## start Page excerpt
Circuit Judge David Jones sentenced Dylan Meyer to 5 years probation last month after he was convicted of first degree involuntary manslaughter in the Feb. 2015 death of 38-year-old Kelly Williams. 
 
On Feb. 10, 2015, Meyer’s blood alcohol content (BAC) was nearly three times the legal limit when he ran through a red light at the intersection of Campbell and Battlefield at a speed of more than 90 miles per hour. 
 
Kim Knox has been involved locally with MADD since she lost her 18-year-old son to drunk driving in 2005. 
 
“He was in college, had a blood alcohol level of .238 and he hit a concrete culvert and was killed instantly,” Knox said. 
 
In her time with MADD, Knox said she has never seen the organization’s national leaders get this angered about a local case. 
 
“I’ve stood in the background of a lot of cases, but this is the first time I’ve ever seen the national office go to this length,” Knox said. 
 
In the letter to Jones, MADD National President Colleen Sheehey-Church wrote: “When you can kill someone and walk away with 5 years probation, the consequences quite frankly seem inconsequential.” 
 
Sheehey-Church also wrote “when judges let offenders like Dylan Meyer walk away from their crime with a slap on the wrist, it sends a message to society that drunk driving isn’t a crime, it’s an accident.” 
 
Judges are typically barred from speaking to the media about their rulings. 
 
KOLR10 obtained a copy of court records from a hearing Meyer attended Mar. 4. relating to the terms of his probation. 
 
Those documents show Jones believes society gets more benefit from a rehabilitated and sober Dylan Meyer than it does from a 10-year prison sentence. Greene County Prosecutor Dan Patterson had argued for a 10-year sentence, and like MADD, he criticized Jones’ ruling publicly. 
 
“The court believed that under that sentencing scenario, the defendant would have very little chance of becoming a productive member of society upon his release from such a sentence,” Jones said. “Instead, he would likely turn to further substance abuse and a life of crime with new victims.”
## end Page excerpt
## start Extracted data
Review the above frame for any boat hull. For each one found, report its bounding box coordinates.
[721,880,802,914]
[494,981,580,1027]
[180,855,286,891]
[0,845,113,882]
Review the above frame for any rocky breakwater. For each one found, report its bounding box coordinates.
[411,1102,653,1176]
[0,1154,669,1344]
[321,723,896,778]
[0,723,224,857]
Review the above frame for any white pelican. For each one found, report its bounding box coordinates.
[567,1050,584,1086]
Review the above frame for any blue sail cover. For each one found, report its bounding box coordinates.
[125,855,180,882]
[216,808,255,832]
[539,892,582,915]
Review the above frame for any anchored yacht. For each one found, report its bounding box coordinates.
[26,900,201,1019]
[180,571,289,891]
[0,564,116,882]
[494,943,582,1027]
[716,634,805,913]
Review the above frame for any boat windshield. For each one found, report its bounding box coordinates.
## end Extracted data
Task brief: Please summarize the news excerpt about Dylan Meyer's sentencing in two sentences. These entries were taken from a separate source.

Answer in full: Circuit Judge David Jones sentenced Dylan Meyer to 5 years probation for first degree involuntary manslaughter in the Feb. 2015 death of Kelly Williams, after Meyer ran a red light at more than 90 miles per hour with a BAC nearly three times the legal limit. MADD's national president criticized the sentence in a letter to Jones, and Greene County Prosecutor Dan Patterson, who had argued for 10 years, also criticized it publicly, while court records show Jones believed society benefits more from a rehabilitated and sober Meyer than from a 10-year prison sentence.